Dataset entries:

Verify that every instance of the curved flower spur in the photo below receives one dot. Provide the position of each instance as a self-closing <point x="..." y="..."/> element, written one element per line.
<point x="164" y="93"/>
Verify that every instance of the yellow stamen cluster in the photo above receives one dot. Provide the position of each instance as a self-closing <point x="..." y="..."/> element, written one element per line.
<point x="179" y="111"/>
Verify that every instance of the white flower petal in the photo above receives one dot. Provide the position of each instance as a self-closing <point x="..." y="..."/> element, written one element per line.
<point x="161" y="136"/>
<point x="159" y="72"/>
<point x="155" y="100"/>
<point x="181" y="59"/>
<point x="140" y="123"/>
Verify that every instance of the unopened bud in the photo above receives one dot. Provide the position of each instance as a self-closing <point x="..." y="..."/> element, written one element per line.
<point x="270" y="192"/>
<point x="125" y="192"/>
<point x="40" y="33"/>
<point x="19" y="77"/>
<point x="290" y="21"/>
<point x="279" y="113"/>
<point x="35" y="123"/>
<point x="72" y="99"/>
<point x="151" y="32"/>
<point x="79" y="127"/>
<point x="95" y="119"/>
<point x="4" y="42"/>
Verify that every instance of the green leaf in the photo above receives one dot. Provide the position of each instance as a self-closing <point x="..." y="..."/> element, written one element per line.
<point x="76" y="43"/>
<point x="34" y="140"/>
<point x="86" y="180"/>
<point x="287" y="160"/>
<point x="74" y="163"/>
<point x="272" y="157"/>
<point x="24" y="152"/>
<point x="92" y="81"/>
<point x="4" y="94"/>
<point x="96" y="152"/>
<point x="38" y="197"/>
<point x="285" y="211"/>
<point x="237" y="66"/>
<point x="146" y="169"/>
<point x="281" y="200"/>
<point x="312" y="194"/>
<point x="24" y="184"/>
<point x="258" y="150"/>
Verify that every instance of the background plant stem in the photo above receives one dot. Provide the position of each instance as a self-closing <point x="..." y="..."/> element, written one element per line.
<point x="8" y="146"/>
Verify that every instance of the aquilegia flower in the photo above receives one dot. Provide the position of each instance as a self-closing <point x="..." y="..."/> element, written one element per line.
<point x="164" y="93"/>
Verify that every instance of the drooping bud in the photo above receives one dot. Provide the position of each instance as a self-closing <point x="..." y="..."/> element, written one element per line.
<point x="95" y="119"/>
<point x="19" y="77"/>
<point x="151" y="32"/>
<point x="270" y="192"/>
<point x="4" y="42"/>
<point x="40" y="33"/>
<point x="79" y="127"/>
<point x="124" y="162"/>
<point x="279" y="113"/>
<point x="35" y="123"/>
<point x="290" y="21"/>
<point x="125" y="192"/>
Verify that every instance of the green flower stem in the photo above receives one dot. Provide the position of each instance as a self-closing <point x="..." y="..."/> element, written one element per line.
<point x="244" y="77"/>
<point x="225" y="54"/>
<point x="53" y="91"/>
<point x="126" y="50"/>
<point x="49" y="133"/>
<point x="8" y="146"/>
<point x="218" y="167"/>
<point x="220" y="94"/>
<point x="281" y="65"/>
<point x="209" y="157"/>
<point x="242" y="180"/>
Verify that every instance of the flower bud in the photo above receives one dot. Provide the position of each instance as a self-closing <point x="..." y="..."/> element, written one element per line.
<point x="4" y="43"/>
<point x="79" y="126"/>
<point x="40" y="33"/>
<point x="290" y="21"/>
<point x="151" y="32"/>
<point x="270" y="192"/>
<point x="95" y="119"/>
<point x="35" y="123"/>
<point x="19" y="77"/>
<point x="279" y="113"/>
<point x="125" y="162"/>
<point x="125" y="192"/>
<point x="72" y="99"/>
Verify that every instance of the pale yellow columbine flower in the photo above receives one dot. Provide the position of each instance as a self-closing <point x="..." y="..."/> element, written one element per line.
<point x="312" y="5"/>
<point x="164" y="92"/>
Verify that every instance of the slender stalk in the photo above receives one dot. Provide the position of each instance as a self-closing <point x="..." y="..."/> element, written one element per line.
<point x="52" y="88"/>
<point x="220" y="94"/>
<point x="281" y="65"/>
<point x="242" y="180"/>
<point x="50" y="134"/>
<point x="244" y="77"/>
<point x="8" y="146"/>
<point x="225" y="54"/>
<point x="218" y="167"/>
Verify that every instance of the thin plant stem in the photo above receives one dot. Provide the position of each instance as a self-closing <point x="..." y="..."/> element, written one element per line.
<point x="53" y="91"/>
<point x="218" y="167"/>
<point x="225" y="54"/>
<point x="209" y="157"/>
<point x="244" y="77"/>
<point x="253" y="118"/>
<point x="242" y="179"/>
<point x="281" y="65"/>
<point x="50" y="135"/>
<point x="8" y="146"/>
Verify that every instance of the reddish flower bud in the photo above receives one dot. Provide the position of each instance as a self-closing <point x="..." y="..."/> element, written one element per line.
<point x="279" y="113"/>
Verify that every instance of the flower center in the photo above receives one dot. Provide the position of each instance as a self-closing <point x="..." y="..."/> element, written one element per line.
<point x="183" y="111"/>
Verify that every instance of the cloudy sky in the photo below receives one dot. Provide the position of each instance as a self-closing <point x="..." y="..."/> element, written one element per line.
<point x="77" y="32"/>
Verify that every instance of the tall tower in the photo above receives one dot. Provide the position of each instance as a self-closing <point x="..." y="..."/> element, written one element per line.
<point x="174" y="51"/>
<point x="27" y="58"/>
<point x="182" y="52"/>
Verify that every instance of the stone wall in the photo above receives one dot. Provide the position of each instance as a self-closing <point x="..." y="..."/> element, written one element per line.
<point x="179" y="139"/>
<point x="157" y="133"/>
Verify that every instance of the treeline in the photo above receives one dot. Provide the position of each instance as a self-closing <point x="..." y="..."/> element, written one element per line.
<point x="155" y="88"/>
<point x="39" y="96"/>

### WORK INSTRUCTIONS:
Your response must consist of all the records, retyped exactly.

### WRITTEN ANSWER:
Verify that every instance of the curved flower spur in the photo below receives one dot. Provide the position of each instance as a self-closing <point x="..." y="..."/> element, written one element per line.
<point x="164" y="93"/>
Verify that every instance of the yellow stamen cluster in the photo above receives one dot. Provide the position of each instance as a self-closing <point x="..." y="..."/> element, written one element per line.
<point x="179" y="111"/>
Verify that every instance of the white flower petal in the photo above receives one dot. Provide the position of each instance as a self-closing <point x="..." y="..."/> element, written one element per line.
<point x="161" y="136"/>
<point x="159" y="72"/>
<point x="155" y="100"/>
<point x="181" y="59"/>
<point x="140" y="123"/>
Verify that every instance of the unopened bud in the photo above receives one dot. Provide the position of each instance as a self-closing <point x="..." y="..."/> element, written one element per line.
<point x="270" y="192"/>
<point x="125" y="192"/>
<point x="40" y="33"/>
<point x="19" y="77"/>
<point x="290" y="21"/>
<point x="279" y="113"/>
<point x="35" y="123"/>
<point x="72" y="99"/>
<point x="151" y="32"/>
<point x="79" y="127"/>
<point x="95" y="119"/>
<point x="4" y="42"/>
Verify that every instance of the green leaf in the photo above receives one dot. Provide the position of each instance as a self-closing <point x="..." y="..."/> element, written one element per line.
<point x="76" y="43"/>
<point x="34" y="140"/>
<point x="86" y="180"/>
<point x="287" y="160"/>
<point x="74" y="163"/>
<point x="272" y="157"/>
<point x="24" y="152"/>
<point x="92" y="81"/>
<point x="4" y="94"/>
<point x="96" y="152"/>
<point x="38" y="197"/>
<point x="285" y="211"/>
<point x="237" y="66"/>
<point x="146" y="169"/>
<point x="281" y="200"/>
<point x="312" y="194"/>
<point x="24" y="184"/>
<point x="258" y="150"/>
Verify that every instance of the background plant stem in the photo above receives one dot. Provide the position of each instance as a self-closing <point x="..." y="..."/> element, written one element per line.
<point x="8" y="146"/>
Verify that every instance of the aquilegia flower in the photo above receives one dot. Provide the position of each instance as a self-closing <point x="..." y="..."/> element, written one element per line.
<point x="164" y="93"/>
Verify that every instance of the drooping bud in the photo above receives one dot. Provide the position of each instance as a self-closing <point x="..." y="..."/> element, written one element per line.
<point x="95" y="119"/>
<point x="19" y="77"/>
<point x="151" y="32"/>
<point x="270" y="192"/>
<point x="4" y="42"/>
<point x="40" y="33"/>
<point x="79" y="127"/>
<point x="124" y="162"/>
<point x="279" y="113"/>
<point x="35" y="123"/>
<point x="290" y="21"/>
<point x="125" y="192"/>
Verify that every instance of the green flower stem in the photo above receives one dot. Provide the position of each instance as a self-closing <point x="..." y="..."/> element, written one element per line.
<point x="244" y="77"/>
<point x="225" y="54"/>
<point x="53" y="91"/>
<point x="126" y="50"/>
<point x="49" y="133"/>
<point x="8" y="146"/>
<point x="218" y="167"/>
<point x="220" y="94"/>
<point x="281" y="65"/>
<point x="209" y="157"/>
<point x="242" y="180"/>
Verify that every instance of the flower bud in the photo above receives one dot. Provide the position of each instance as a self-closing <point x="..." y="..."/> element, written one element per line.
<point x="4" y="43"/>
<point x="79" y="126"/>
<point x="40" y="33"/>
<point x="290" y="21"/>
<point x="151" y="32"/>
<point x="270" y="192"/>
<point x="95" y="119"/>
<point x="35" y="123"/>
<point x="19" y="77"/>
<point x="279" y="113"/>
<point x="125" y="162"/>
<point x="125" y="192"/>
<point x="72" y="99"/>
Verify that every instance of the pale yellow columbine flower in the photo above receives one dot. Provide the position of each instance as a self-closing <point x="..." y="..."/> element, written one element per line.
<point x="312" y="5"/>
<point x="164" y="92"/>
Verify that every instance of the slender stalk in the photo above receives one dot. Provide the position of each instance as a self-closing <point x="..." y="..."/> element, written one element per line.
<point x="52" y="88"/>
<point x="220" y="94"/>
<point x="281" y="65"/>
<point x="242" y="180"/>
<point x="50" y="134"/>
<point x="244" y="77"/>
<point x="8" y="146"/>
<point x="225" y="54"/>
<point x="218" y="167"/>
Verify that every instance of the thin plant stem in the photo above receives one dot. Provide the position of each instance as a self-closing <point x="..." y="..."/> element, written one element per line.
<point x="53" y="91"/>
<point x="218" y="167"/>
<point x="225" y="54"/>
<point x="209" y="157"/>
<point x="244" y="77"/>
<point x="253" y="118"/>
<point x="242" y="179"/>
<point x="281" y="65"/>
<point x="50" y="135"/>
<point x="8" y="146"/>
Verify that every instance of the reddish flower bud in the photo above receives one dot. Provide the position of each instance as a self-closing <point x="..." y="..."/> element, written one element per line.
<point x="279" y="113"/>
Verify that every instance of the flower center in the photo above receives one dot. Provide the position of each instance as a self-closing <point x="..." y="..."/> element, written one element per line.
<point x="183" y="111"/>
Verify that every instance of the cloudy sky in the photo below receives one dot. Provide the position of each instance as a self-closing <point x="..." y="..."/> element, written one element per line.
<point x="77" y="32"/>
Verify that every instance of the tall tower in the photo above receives one dot. Provide the position of each instance as a self-closing <point x="..." y="..."/> element, written one element per line.
<point x="174" y="51"/>
<point x="27" y="58"/>
<point x="182" y="52"/>
Verify that every instance of the stone wall in the photo above receives one dot. Provide the position of each instance as a self-closing <point x="..." y="..."/> element, written one element per line.
<point x="179" y="139"/>
<point x="157" y="133"/>
Verify that every instance of the treeline in the photo above receives one dot. Provide the position of each instance as a self-closing <point x="..." y="..."/> element, written one element per line.
<point x="155" y="88"/>
<point x="39" y="96"/>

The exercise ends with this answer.